REQUIRED WORK: Print each of the items below word for word, with every line unchanged.

AVAILABLE RECORDS:
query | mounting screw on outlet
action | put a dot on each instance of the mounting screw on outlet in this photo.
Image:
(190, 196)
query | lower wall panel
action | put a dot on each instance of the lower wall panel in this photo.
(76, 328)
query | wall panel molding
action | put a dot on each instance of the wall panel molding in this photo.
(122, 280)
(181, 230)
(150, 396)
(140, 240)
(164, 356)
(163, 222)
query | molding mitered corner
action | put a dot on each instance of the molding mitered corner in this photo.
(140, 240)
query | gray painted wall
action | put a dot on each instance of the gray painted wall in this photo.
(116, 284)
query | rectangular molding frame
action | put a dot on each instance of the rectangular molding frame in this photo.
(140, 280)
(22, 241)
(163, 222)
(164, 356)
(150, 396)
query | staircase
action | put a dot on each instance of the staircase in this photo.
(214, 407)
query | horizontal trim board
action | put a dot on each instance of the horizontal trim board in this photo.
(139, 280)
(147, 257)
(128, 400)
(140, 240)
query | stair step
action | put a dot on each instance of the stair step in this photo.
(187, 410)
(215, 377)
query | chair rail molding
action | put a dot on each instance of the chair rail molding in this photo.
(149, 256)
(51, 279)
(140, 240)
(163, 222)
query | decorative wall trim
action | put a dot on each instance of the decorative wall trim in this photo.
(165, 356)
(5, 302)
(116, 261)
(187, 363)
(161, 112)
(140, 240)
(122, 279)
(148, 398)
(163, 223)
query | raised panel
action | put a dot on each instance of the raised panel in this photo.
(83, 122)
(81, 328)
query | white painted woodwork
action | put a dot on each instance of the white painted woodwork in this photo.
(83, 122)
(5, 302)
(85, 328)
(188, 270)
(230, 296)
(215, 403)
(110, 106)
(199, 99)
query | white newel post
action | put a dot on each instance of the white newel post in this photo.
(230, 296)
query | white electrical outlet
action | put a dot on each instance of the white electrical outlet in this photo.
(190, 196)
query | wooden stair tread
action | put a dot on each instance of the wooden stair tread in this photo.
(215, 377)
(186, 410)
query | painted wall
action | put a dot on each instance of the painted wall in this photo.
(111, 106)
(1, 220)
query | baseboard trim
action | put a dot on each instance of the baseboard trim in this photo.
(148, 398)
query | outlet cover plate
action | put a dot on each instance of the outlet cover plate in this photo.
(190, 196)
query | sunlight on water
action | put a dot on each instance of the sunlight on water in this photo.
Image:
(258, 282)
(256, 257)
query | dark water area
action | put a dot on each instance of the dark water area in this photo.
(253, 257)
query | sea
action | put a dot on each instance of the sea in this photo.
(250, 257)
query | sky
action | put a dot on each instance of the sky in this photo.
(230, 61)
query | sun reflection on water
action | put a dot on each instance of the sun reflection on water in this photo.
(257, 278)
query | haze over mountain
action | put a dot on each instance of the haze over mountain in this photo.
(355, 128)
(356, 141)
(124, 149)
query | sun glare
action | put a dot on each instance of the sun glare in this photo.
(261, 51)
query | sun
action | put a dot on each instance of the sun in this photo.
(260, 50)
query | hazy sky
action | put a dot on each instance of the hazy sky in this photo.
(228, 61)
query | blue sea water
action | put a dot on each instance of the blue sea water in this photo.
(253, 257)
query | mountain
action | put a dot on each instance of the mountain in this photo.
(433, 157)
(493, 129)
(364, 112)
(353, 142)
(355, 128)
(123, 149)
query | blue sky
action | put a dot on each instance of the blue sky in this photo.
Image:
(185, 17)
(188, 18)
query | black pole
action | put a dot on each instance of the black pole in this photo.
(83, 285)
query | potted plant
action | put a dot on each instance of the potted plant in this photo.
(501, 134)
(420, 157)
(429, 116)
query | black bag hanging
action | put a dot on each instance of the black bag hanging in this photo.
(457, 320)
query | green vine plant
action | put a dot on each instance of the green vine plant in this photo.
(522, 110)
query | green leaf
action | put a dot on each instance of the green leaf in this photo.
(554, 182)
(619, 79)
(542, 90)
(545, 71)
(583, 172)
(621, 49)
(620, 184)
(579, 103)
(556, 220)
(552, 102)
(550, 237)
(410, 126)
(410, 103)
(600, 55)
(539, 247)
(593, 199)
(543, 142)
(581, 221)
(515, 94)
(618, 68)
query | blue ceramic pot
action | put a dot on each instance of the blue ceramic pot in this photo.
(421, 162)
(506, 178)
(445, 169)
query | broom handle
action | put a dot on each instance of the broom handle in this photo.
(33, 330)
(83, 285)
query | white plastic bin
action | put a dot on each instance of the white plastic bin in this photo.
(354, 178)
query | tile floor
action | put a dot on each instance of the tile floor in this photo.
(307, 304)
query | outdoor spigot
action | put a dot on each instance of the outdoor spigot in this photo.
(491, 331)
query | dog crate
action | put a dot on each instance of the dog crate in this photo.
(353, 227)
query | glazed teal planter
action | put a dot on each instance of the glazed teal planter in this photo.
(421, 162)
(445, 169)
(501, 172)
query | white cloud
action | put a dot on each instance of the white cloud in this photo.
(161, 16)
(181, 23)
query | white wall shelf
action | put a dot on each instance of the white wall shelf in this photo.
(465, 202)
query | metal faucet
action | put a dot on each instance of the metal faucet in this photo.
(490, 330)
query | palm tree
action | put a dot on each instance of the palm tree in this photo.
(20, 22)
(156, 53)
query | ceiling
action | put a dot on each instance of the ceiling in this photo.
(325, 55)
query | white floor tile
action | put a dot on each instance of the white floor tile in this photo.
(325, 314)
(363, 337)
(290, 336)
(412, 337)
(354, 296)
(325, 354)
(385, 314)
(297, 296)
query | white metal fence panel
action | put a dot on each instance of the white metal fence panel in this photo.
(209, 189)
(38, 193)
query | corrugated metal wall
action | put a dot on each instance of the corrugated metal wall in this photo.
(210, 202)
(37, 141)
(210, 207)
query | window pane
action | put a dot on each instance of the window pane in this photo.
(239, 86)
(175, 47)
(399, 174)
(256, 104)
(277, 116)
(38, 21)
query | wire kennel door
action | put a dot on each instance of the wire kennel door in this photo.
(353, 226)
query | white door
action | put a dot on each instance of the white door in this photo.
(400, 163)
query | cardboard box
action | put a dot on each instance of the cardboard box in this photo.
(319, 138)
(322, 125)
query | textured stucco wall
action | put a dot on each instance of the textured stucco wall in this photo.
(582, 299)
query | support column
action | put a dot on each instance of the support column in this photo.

RESPONSE:
query | mounting screw on outlet
action | put a dot on each instance of the mounting screw on outlet in this photo.
Image:
(190, 196)
query | lower wall panel
action | put a dot on each instance of the lower wall panel in this photo.
(76, 328)
query | wall panel molding
action | put a dot on each instance of the wall panel molding in this photo.
(122, 280)
(181, 230)
(150, 396)
(140, 240)
(164, 356)
(163, 222)
query | molding mitered corner
action | put a dot on each instance of the molding mitered corner in this photo.
(140, 240)
query | gray painted wall
action | put a dot on each instance of the gray painted wall in this photo.
(116, 284)
query | rectangular molding frame
action | put a dot on each instance of the rectangular molding frame in this photo.
(140, 280)
(22, 241)
(163, 222)
(164, 356)
(150, 396)
query | staircase
action | put a dot on each instance of the staircase in this photo.
(214, 407)
query | horizontal trim board
action | put a dot on each instance of the horizontal trim board in this photo.
(139, 280)
(147, 257)
(128, 400)
(140, 240)
query | stair step
action | put a dot on each instance of the stair step in this photo.
(187, 410)
(215, 377)
query | chair rail molding
action | put a dot on each instance of the chair rail molding in this photo.
(149, 256)
(51, 279)
(140, 240)
(163, 222)
query | decorative wall trim
action | put a dot on each instance of the decorative wall trim in this photo.
(165, 356)
(5, 302)
(116, 261)
(187, 363)
(161, 112)
(140, 240)
(122, 279)
(148, 398)
(163, 223)
query | raised panel
action | put a dot on each instance of the raised panel in this photo.
(83, 122)
(81, 328)
query | white painted woodwork
action | put a dot on each instance of the white painted woodwork in this photo.
(83, 122)
(5, 302)
(85, 328)
(188, 270)
(230, 296)
(215, 403)
(110, 106)
(199, 99)
query | white newel post
action | put a dot on each instance of the white newel post in this photo.
(230, 296)
query | white electrical outlet
action | put a dot on each instance of the white electrical outlet in this photo.
(190, 196)
query | wooden stair tread
action | put a dot on each instance of the wooden stair tread in this photo.
(215, 377)
(186, 410)
query | painted wall
action | put a dot on each instance of the painted wall in this photo.
(111, 106)
(1, 220)
query | baseboard trim
action | put a dot on each instance of the baseboard trim in this photo.
(148, 398)
query | outlet cover plate
action | put a dot on each instance of the outlet cover plate in this photo.
(190, 196)
query | sunlight on water
action | put a dot on each instance of the sunlight on water in this photo.
Image:
(258, 282)
(256, 257)
query | dark water area
action | put a dot on each instance of the dark water area in this photo.
(253, 257)
query | sea
action | put a dot on each instance of the sea in this photo.
(250, 257)
query | sky
action | put a dot on each instance of the sky in this photo.
(230, 61)
query | sun reflection on water
action | put a dot on each instance of the sun reflection on water in this photo.
(257, 278)
query | haze over mountain
action | put a dot on each instance of the haze over mountain in this photo.
(355, 128)
(356, 141)
(124, 149)
query | sun glare
action | put a dot on each instance of the sun glare in this photo.
(261, 51)
query | sun
action | put a dot on each instance of the sun in this photo.
(260, 50)
query | hazy sky
action | put a dot on each instance of the hazy sky in this photo.
(228, 61)
query | blue sea water
action | put a dot on each instance of the blue sea water in this photo.
(253, 257)
query | mountain
action | put a dot on each instance of the mountain in this photo.
(433, 157)
(493, 129)
(364, 112)
(353, 142)
(355, 128)
(123, 149)
query | blue sky
action | put a dot on each instance of the blue sky in this photo.
Image:
(185, 17)
(188, 18)
query | black pole
action | put a dot on each instance of the black pole in this photo.
(83, 285)
query | potted plant
action | put a dot on each instance of the potted plant in this photo.
(501, 134)
(420, 157)
(429, 116)
query | black bag hanging
action | put a dot on each instance of the black bag hanging in this photo.
(457, 320)
query | green vine plant
action | put a dot on each instance of the green vine plant in this photo.
(522, 110)
query | green leaf
action | put a dot on each instance of the green leaf in this photo.
(554, 182)
(619, 79)
(542, 90)
(545, 71)
(583, 172)
(621, 49)
(620, 184)
(579, 103)
(556, 220)
(552, 102)
(550, 237)
(410, 126)
(410, 103)
(600, 55)
(539, 247)
(593, 199)
(543, 142)
(581, 221)
(515, 94)
(618, 68)
query | blue ceramic pot
action | put a dot on each instance of the blue ceramic pot in this photo.
(421, 162)
(506, 178)
(445, 169)
query | broom handle
action | put a dot on each instance of the broom handle in this photo.
(33, 330)
(83, 285)
query | white plastic bin
action | put a dot on each instance of the white plastic bin in this photo.
(354, 178)
query | tile floor
action | put a dot on each instance of the tile floor in this photo.
(307, 304)
query | outdoor spigot
action | put a dot on each instance of the outdoor spigot in this photo.
(491, 331)
query | dog crate
action | put a dot on each instance of the dog crate in this photo.
(353, 227)
query | glazed teal planter
action | put a dot on each instance of the glazed teal planter in this photo.
(421, 162)
(445, 169)
(501, 172)
query | white cloud
action | put a dot on each instance of the white cloud in this photo.
(161, 16)
(181, 23)
query | white wall shelf
action | put a dot on each instance of the white wall shelf in this photo.
(465, 202)
query | metal faucet
action | put a dot on each instance of the metal faucet in this photo.
(490, 330)
query | palm tree
action | put a dot on each instance of the palm tree in this photo.
(20, 22)
(156, 53)
query | ceiling
action | put a dot on each instance of the ceiling in this photo.
(325, 55)
query | white floor tile
action | put a dot on each instance of the white floor tile in this photo.
(325, 314)
(363, 337)
(290, 336)
(412, 337)
(354, 296)
(325, 354)
(385, 314)
(297, 296)
query | white metal fence panel
action | put a dot on each instance of the white metal fence panel in this photo.
(209, 189)
(38, 193)
query | corrugated metal wall
action | put a dot on each instance of the corrugated metal wall in this photo.
(210, 202)
(37, 141)
(210, 207)
query | window pane
action | put a dot on each instance of the window pane in this photo.
(239, 86)
(175, 47)
(399, 174)
(256, 104)
(277, 116)
(38, 21)
query | wire kennel door
action | put a dot on each instance of the wire kennel door in this photo.
(353, 226)
query | white door
action | put a dot on each instance of the white door in this photo.
(400, 163)
query | cardboard box
action | put a dot on each instance of the cardboard box in this photo.
(319, 138)
(322, 125)
query | textured stucco wall
action | put a dot on each instance of the textured stucco wall in this photo.
(582, 299)
query | support column
action | put a dot on each instance of the support column in this photo.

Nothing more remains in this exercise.